Collected data

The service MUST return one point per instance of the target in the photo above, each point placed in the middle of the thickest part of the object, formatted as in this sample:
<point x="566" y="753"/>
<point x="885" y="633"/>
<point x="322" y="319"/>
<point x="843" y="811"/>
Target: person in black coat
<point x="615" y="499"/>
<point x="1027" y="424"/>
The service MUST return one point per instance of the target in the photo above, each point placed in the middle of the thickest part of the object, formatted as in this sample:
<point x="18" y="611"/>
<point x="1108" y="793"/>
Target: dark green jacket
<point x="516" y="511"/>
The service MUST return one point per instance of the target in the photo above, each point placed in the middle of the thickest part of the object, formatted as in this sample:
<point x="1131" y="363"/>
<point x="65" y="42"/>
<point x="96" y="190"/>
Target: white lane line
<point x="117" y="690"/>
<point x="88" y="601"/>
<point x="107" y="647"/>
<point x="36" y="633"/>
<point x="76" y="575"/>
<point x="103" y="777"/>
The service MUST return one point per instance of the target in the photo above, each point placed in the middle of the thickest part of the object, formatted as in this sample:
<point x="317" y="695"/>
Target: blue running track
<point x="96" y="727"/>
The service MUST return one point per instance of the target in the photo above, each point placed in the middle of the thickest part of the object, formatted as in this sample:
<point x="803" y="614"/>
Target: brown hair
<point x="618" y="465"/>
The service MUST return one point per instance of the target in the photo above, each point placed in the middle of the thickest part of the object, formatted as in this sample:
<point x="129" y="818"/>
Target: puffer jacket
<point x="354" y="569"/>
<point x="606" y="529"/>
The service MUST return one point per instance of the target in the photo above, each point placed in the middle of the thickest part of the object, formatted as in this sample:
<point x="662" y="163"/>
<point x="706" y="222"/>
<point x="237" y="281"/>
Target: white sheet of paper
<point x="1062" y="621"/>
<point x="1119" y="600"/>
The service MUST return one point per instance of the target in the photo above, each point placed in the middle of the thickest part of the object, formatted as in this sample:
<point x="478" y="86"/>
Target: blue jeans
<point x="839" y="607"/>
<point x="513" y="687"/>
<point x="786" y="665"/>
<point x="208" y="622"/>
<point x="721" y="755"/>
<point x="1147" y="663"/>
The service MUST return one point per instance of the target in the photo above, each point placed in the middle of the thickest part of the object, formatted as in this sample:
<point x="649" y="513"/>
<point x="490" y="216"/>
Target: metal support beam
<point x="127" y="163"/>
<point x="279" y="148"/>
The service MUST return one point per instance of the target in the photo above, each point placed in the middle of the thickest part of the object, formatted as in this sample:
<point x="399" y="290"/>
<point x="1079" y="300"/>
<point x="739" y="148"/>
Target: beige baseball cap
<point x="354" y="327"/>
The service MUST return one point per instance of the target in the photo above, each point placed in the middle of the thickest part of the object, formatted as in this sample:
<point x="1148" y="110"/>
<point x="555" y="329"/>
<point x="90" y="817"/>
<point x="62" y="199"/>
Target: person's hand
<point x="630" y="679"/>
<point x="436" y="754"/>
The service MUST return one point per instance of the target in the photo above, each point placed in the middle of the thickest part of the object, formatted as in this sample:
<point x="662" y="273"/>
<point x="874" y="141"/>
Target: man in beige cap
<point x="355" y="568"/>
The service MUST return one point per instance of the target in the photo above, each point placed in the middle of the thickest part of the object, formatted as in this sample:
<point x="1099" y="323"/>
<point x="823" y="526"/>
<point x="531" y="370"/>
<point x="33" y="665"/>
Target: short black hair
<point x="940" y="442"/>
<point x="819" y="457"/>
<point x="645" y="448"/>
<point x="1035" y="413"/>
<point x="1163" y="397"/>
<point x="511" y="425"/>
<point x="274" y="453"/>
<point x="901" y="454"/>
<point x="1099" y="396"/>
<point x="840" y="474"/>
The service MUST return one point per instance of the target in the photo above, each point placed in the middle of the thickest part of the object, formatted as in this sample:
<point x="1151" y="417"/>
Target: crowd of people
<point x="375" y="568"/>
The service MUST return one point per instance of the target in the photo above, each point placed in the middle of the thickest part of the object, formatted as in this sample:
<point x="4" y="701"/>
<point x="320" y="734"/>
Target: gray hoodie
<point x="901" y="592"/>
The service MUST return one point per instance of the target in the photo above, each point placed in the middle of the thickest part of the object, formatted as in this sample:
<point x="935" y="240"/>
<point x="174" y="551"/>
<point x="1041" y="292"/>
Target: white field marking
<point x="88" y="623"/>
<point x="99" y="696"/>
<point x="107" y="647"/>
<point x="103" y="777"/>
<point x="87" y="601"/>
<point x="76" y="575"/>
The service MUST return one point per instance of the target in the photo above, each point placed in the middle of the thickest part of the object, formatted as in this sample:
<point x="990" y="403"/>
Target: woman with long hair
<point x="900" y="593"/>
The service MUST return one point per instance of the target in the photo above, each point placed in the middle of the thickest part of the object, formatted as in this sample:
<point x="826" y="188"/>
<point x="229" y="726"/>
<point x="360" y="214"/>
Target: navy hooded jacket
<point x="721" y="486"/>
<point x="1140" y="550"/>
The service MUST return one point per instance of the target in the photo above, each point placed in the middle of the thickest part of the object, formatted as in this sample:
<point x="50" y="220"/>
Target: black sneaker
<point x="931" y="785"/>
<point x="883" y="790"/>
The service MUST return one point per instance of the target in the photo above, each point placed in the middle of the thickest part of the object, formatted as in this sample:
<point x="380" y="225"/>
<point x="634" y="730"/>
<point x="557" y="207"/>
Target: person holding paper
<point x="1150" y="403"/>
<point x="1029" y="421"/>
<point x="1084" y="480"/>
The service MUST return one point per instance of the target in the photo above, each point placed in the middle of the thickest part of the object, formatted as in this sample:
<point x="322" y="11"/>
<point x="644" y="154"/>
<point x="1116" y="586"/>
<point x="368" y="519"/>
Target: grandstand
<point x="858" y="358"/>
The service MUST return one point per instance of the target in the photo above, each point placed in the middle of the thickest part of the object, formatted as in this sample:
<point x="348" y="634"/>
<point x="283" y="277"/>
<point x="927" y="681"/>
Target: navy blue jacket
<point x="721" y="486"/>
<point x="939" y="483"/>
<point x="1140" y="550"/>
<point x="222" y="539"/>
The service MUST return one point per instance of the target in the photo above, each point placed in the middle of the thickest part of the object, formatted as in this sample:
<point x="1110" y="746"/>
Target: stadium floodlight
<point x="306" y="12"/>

→ Task details
Retype the data exactly as given.

→ Task result
The service MUST return one point per instance of the target in the photo above, each point placed in the middle of the thickest part of the object, formatted as in this sample:
<point x="566" y="753"/>
<point x="885" y="633"/>
<point x="322" y="319"/>
<point x="843" y="811"/>
Target: person in black coat
<point x="615" y="499"/>
<point x="1027" y="424"/>
The service MUST return one point per instance of the target in the photo above, each point placed in the middle of the thickest part of the object, formatted as in this sample:
<point x="18" y="611"/>
<point x="1108" y="793"/>
Target: dark green jacket
<point x="516" y="511"/>
The service MUST return one point per instance of the target in the photo above, each point placed in the middle of the thickest part of the object, formatted as in this sample:
<point x="1131" y="363"/>
<point x="65" y="42"/>
<point x="96" y="190"/>
Target: white lane line
<point x="117" y="690"/>
<point x="88" y="601"/>
<point x="107" y="647"/>
<point x="36" y="633"/>
<point x="76" y="575"/>
<point x="103" y="777"/>
The service MUST return one point per instance of the target in the photo above, each point placed in the middle of the thickest part of the object, formatted as in this sample:
<point x="317" y="695"/>
Target: blue running track
<point x="96" y="727"/>
The service MUST return one point per instance of the target in the photo above, each point placed in the middle of the thickest part of the object, formatted as in this sample:
<point x="803" y="614"/>
Target: brown hair
<point x="618" y="465"/>
The service MUST return one point per instance of the target in the photo above, each point placed in the middle of the thickest part of the object, formatted as in this sample:
<point x="129" y="818"/>
Target: puffer jacket
<point x="354" y="569"/>
<point x="606" y="529"/>
The service MUST return one point per instance of the target in the photo above, each point placed in the middle of the thickest part of the object, formatted as in this sample:
<point x="662" y="163"/>
<point x="706" y="222"/>
<point x="237" y="281"/>
Target: white sheet of paper
<point x="1062" y="621"/>
<point x="1119" y="600"/>
The service MUST return one point per instance of the target in the photo above, each point placed in the middle of the thickest part of the object, formatted as in this sample:
<point x="478" y="86"/>
Target: blue jeans
<point x="839" y="607"/>
<point x="513" y="687"/>
<point x="786" y="665"/>
<point x="208" y="622"/>
<point x="721" y="755"/>
<point x="1147" y="663"/>
The service MUST return one point per instance of the target in the photo above, each point placed in the middle of the thickest part of the object, formatted as in this sample:
<point x="649" y="513"/>
<point x="490" y="216"/>
Target: metal support beam
<point x="127" y="163"/>
<point x="279" y="148"/>
The service MUST return one point per instance of the target in the photo above, each point placed in the middle of the thickest part of the object, formatted as in this sample:
<point x="399" y="290"/>
<point x="1079" y="300"/>
<point x="739" y="148"/>
Target: beige baseball cap
<point x="354" y="327"/>
The service MUST return one point per instance of the target in the photo above, each point placed in the middle of the thickest part of the object, formatted as in this sample:
<point x="1148" y="110"/>
<point x="555" y="329"/>
<point x="90" y="817"/>
<point x="62" y="199"/>
Target: person's hand
<point x="630" y="679"/>
<point x="436" y="754"/>
The service MUST return one point per instance of the target in the photo above, each point placed in the middle of the thickest part of the object, formatted as in this sample:
<point x="662" y="273"/>
<point x="874" y="141"/>
Target: man in beige cap
<point x="355" y="568"/>
The service MUST return one point per instance of the target in the photo above, each point placed in the middle of the thickest part of the object, formatted as in this sample:
<point x="1099" y="323"/>
<point x="823" y="526"/>
<point x="531" y="370"/>
<point x="33" y="665"/>
Target: short black hair
<point x="940" y="442"/>
<point x="819" y="457"/>
<point x="645" y="448"/>
<point x="1035" y="413"/>
<point x="1163" y="397"/>
<point x="511" y="425"/>
<point x="274" y="453"/>
<point x="901" y="454"/>
<point x="1099" y="396"/>
<point x="840" y="474"/>
The service MUST return one point per instance of the target in the photo above, each point placed in the middle of the thickest part of the object, formatted as in this sample:
<point x="1151" y="417"/>
Target: crowd of people
<point x="375" y="568"/>
The service MUST return one point per instance of the target in the photo above, each point placed in the middle of the thickest part of the object, formatted as in this sample:
<point x="4" y="701"/>
<point x="320" y="734"/>
Target: gray hoodie
<point x="901" y="592"/>
The service MUST return one point per instance of the target in the photo above, each point placed in the middle of the thickest part of the object, formatted as in this sample:
<point x="935" y="240"/>
<point x="174" y="551"/>
<point x="1041" y="292"/>
Target: white field marking
<point x="88" y="623"/>
<point x="99" y="696"/>
<point x="107" y="647"/>
<point x="103" y="777"/>
<point x="87" y="601"/>
<point x="76" y="575"/>
The service MUST return one point per instance of the target in the photo above, each point placed in the middle of the thickest part of the object, formatted as in this sample:
<point x="990" y="403"/>
Target: woman with long hair
<point x="900" y="593"/>
The service MUST return one point per instance of the target in the photo above, each point placed in the middle of the thickest part of the object, formatted as in this sample:
<point x="826" y="188"/>
<point x="229" y="726"/>
<point x="360" y="214"/>
Target: navy hooded jacket
<point x="721" y="486"/>
<point x="1140" y="550"/>
The service MUST return one point per instance of the target in the photo above, each point placed in the middle of the thickest part of the object, formatted as in this sample:
<point x="50" y="220"/>
Target: black sneaker
<point x="931" y="785"/>
<point x="883" y="790"/>
The service MUST return one point per instance of the target in the photo above, each point placed in the middle of the thickest part of the object, formatted as in this sample:
<point x="380" y="225"/>
<point x="634" y="730"/>
<point x="557" y="207"/>
Target: person holding paper
<point x="1150" y="403"/>
<point x="1029" y="421"/>
<point x="1084" y="480"/>
The service MUST return one point per instance of the target in the photo above, each point placed in the middle of the thickest part of the object, formatted as in this sample:
<point x="322" y="11"/>
<point x="644" y="154"/>
<point x="1116" y="586"/>
<point x="368" y="519"/>
Target: grandstand
<point x="858" y="358"/>
The service MUST return one point per instance of the target in the photo above, each point placed in the middle of the thickest part of the object, formatted as in this sample:
<point x="348" y="634"/>
<point x="283" y="277"/>
<point x="927" y="681"/>
Target: navy blue jacket
<point x="721" y="486"/>
<point x="939" y="483"/>
<point x="1140" y="550"/>
<point x="222" y="539"/>
The service MUST return one point per instance of the target in the photo above, each point placed in the middle of the thickest part of the object, formatted as in this sample:
<point x="1110" y="746"/>
Target: stadium floodlight
<point x="306" y="12"/>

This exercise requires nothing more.